== Segment start ==

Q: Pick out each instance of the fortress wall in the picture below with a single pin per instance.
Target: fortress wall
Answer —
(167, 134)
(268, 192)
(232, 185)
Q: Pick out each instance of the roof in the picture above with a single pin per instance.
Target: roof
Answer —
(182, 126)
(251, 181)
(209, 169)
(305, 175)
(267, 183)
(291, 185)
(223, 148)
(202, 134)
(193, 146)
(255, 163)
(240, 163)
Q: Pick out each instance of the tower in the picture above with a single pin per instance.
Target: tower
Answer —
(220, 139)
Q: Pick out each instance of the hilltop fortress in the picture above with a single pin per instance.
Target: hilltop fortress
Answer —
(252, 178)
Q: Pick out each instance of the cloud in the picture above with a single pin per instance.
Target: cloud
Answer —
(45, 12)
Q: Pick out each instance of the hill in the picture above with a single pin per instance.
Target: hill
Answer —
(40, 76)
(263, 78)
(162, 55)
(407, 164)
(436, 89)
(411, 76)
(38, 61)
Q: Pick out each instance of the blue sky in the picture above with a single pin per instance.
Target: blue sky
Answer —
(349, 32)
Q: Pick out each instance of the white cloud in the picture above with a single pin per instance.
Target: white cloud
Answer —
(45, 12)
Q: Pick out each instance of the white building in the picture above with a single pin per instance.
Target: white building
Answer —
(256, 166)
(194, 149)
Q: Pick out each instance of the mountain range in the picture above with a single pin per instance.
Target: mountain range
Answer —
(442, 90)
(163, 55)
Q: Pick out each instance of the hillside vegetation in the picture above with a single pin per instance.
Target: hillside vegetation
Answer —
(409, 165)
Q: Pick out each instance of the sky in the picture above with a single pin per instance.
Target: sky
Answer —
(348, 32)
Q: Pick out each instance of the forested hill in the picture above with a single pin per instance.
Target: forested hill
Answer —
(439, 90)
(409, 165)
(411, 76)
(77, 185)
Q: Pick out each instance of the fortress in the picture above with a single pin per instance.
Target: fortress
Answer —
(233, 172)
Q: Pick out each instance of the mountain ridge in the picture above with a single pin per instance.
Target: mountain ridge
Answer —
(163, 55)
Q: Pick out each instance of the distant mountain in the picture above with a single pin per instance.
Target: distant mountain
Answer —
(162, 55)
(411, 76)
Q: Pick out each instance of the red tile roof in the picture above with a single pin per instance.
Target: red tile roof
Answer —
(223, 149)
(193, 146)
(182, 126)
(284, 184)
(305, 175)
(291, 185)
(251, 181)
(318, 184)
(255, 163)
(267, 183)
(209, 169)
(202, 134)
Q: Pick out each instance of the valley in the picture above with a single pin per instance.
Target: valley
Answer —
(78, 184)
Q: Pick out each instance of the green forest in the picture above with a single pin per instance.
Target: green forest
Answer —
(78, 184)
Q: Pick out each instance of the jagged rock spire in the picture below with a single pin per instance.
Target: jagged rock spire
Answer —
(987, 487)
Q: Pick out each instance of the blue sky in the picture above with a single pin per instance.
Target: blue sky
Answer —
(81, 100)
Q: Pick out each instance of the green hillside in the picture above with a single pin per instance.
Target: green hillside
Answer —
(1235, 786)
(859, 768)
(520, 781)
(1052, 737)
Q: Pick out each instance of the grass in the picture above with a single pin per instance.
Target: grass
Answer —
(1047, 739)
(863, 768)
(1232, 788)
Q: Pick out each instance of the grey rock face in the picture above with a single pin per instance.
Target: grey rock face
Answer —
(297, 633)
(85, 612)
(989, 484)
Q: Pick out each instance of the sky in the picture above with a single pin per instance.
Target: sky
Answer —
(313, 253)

== Segment end ==

## Action item
What lines above contain the word "forested"? Return each such line.

## Task output
Q: Pick out each instance of the forested hill in the picture above with a single pin per instance.
Target: forested hill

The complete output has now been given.